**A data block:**
____

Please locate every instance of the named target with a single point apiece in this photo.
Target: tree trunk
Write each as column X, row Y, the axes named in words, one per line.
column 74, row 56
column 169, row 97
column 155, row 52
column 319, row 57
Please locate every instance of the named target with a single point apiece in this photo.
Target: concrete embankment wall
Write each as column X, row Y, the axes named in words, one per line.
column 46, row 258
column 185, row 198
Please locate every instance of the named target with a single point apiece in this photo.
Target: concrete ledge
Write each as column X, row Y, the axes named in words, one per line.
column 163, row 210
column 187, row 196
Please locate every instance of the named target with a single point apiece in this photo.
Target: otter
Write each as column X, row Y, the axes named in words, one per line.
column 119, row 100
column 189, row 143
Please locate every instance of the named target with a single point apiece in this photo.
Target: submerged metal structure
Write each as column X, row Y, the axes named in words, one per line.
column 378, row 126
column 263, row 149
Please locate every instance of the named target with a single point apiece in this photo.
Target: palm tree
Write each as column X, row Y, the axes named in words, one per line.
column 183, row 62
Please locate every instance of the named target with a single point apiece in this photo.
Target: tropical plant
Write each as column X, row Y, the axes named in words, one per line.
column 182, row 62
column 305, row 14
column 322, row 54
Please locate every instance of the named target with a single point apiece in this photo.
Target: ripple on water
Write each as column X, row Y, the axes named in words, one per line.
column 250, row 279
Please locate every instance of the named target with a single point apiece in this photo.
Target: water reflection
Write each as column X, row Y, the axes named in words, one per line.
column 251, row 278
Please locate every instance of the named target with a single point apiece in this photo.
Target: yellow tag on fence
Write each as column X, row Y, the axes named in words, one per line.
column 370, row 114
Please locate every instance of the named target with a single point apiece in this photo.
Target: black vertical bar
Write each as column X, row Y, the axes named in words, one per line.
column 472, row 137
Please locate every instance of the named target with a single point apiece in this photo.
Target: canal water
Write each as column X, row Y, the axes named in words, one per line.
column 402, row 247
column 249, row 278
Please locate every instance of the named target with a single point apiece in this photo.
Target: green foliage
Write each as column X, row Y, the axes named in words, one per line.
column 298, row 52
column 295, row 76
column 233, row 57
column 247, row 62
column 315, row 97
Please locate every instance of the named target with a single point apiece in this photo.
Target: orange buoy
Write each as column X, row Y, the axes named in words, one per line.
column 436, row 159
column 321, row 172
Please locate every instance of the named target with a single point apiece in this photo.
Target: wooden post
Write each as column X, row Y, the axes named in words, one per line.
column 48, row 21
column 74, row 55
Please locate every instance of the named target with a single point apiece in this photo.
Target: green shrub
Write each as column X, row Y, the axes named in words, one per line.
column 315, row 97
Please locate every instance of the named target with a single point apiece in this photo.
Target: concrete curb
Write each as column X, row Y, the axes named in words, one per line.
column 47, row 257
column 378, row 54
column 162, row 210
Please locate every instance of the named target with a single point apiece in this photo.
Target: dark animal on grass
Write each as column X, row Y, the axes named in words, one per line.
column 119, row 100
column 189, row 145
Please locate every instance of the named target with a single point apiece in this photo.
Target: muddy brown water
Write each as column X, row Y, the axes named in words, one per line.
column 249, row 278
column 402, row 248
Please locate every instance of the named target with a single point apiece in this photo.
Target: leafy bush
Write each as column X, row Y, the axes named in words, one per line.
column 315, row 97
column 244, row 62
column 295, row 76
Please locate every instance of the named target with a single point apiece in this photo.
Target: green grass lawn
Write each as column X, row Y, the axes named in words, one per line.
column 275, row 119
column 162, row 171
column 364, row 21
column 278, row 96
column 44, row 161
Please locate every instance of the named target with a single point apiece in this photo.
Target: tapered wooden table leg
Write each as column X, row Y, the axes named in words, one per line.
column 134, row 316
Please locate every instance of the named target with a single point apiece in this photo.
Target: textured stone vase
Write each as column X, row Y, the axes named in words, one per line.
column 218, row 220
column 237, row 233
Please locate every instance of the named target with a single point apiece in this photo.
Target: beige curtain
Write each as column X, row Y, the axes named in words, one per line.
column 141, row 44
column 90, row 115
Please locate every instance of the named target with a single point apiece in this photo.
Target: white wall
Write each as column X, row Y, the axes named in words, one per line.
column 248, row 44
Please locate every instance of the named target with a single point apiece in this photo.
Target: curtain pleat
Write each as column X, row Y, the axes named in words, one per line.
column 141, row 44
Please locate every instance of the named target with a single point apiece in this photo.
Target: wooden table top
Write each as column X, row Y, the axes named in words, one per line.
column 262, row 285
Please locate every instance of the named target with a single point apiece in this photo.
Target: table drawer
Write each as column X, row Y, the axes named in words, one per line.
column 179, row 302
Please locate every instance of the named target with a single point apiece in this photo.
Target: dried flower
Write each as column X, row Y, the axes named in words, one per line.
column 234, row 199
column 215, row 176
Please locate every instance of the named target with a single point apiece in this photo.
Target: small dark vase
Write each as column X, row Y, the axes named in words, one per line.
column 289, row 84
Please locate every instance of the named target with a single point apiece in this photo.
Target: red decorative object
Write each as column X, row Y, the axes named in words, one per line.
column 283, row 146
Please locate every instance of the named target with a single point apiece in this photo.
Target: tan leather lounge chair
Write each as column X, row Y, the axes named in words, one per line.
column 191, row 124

____

**Exercise task:**
Convert the items above into a two-column CSV with the headers "instruction" and "response", using one row per item. Wrap each field in double quotes and replace every line break inside a field with a space.

**Complete output:**
instruction,response
"Please locate every instance of the named target with a single point apiece in this photo. Target: tree trunk Write each as column X, row Y, the axes named in words, one per line.","column 74, row 56 column 169, row 97 column 155, row 52 column 319, row 57"
"Please locate every instance of the named target with a single point apiece in this photo. Target: concrete embankment wall Write each as column X, row Y, the axes named in words, one per line.","column 46, row 258 column 185, row 198"
"Please locate every instance of the named target with a single point apiece in this photo. Target: concrete ledge Write each as column X, row Y, the axes named in words, one per line.","column 163, row 210 column 187, row 196"
"Please locate every instance of the named target with a single point apiece in this photo. Target: otter Write each as column X, row Y, the axes named in words, one per line.","column 119, row 100 column 189, row 143"
"Please locate every instance of the named target with a single point apiece in this photo. Target: submerged metal structure Write each as column X, row Y, the axes named in words, one per line.","column 378, row 126 column 263, row 149"
"Please locate every instance of the named target with a single point apiece in this photo. Target: palm tree Write each as column X, row Y, the axes named in words, one per line.","column 183, row 62"
"Please locate every instance of the named target with a single point apiece in this photo. Target: tropical plant Write each as column X, row Y, the axes named in words, one per line.","column 182, row 62 column 305, row 14 column 322, row 54"
"Please locate every instance of the named target with a single point apiece in this photo. Target: ripple on water Write each as column X, row Y, the axes named in words, one per line.","column 250, row 279"
"Please locate every instance of the named target with a single point apiece in this photo. Target: water reflection Write each as column X, row Y, the axes named in words, one per line.","column 251, row 278"
"Please locate every instance of the named target with a single point apiece in this photo. Target: yellow tag on fence Write each as column X, row Y, the axes named in words, one per line.","column 370, row 114"
"Please locate every instance of the named target with a single point apiece in this photo. Target: black vertical bar Write each as column X, row Y, the axes named in words, one per line.","column 472, row 137"
"Please locate every instance of the named target with a single point apiece in this photo. Target: canal water Write each as column X, row Y, the axes named in words, one per line.","column 402, row 247 column 249, row 278"
"Please locate every instance of the named target with a single point apiece in this photo. Target: green foliage Write each as column X, row Y, the axes named in words, one per line.","column 298, row 52 column 295, row 76 column 233, row 57 column 247, row 62 column 315, row 97"
"Please locate every instance of the named target with a single point apiece in this photo. Target: orange buoy Write each as column X, row Y, the axes named in words, one per line.","column 436, row 159 column 321, row 172"
"Please locate every instance of the named target with a single point apiece in this photo. Target: wooden post Write each as column X, row Y, the axes named in words, one per line.","column 48, row 21 column 74, row 55"
"Please locate every instance of the named target with a single point apiece in this photo. Target: green shrub Write each as column X, row Y, the axes named in words, one per line.","column 315, row 97"
"Please locate every instance of the named target with a single point apiece in this photo. Target: concrete curb Write each as column X, row Y, the axes named in words, one per line.","column 47, row 257 column 378, row 54 column 162, row 210"
"Please locate every instance of the named target with a single point apiece in this photo. Target: dark animal on grass Write each as column X, row Y, the axes named in words, one per line.","column 119, row 100 column 189, row 145"
"Please locate every instance of the named target with a single point apiece in this photo. Target: muddy brown water Write each as column X, row Y, the axes named in words, one per line.","column 249, row 278 column 402, row 248"
"Please locate every instance of the named target with a single point apiece in this photo. Target: leafy bush Write each as column X, row Y, the axes named in words, one per line.","column 315, row 97 column 244, row 62 column 295, row 76"
"Please locate every instance of the named target with a single point apiece in this photo. Target: green grass lawn Write each as column X, row Y, the axes named in words, one per line.","column 275, row 119 column 162, row 171 column 364, row 21 column 278, row 96 column 44, row 161"
"Please locate every instance of the named target with a single point apiece in this photo. Target: tapered wooden table leg Write each as column X, row Y, the axes named in words, one per line.","column 134, row 316"
"Please locate every instance of the named target with a single point apiece in this photo. Target: textured stone vase Write each as column X, row Y, the axes named in words, one per line.","column 218, row 220 column 237, row 233"
"Please locate every instance of the named target with a single point apiece in this photo. Target: beige curtain Write each as column X, row Y, the axes named in words, one per line.","column 141, row 44 column 90, row 115"
"Please locate every instance of the named target with a single point apiece in this photo. Target: white wall Write each as column X, row Y, the axes named in words, one per line.","column 248, row 44"
"Please locate every instance of the named target with a single point apiece in this photo. Target: curtain pleat Write each as column X, row Y, the axes named in words, one per line.","column 141, row 44"
"Please locate every instance of the named target with a single point apiece in this photo. Target: wooden table top Write each as column X, row Y, the axes named in words, one per line.","column 262, row 285"
"Please locate every instance of the named target with a single point apiece in this photo. Target: table drawer Write each as column X, row Y, the axes named in words, one per line.","column 179, row 302"
"Please locate every instance of the named target with a single point apiece in this photo. Target: dried flower Write each as column X, row Y, the axes named in words, one per line.","column 234, row 199 column 215, row 176"
"Please locate every instance of the named target with a single point apiece in this photo. Target: small dark vase Write each as column X, row Y, the axes named in words, one per line.","column 289, row 84"
"Please locate every instance of the named target with a single point apiece in this photo. Target: red decorative object Write each as column X, row Y, the axes named in words, one per line.","column 283, row 146"
"Please locate every instance of the named target with a single point apiece in this photo. Target: tan leather lounge chair Write each as column X, row Y, the axes named in words, one per line.","column 191, row 124"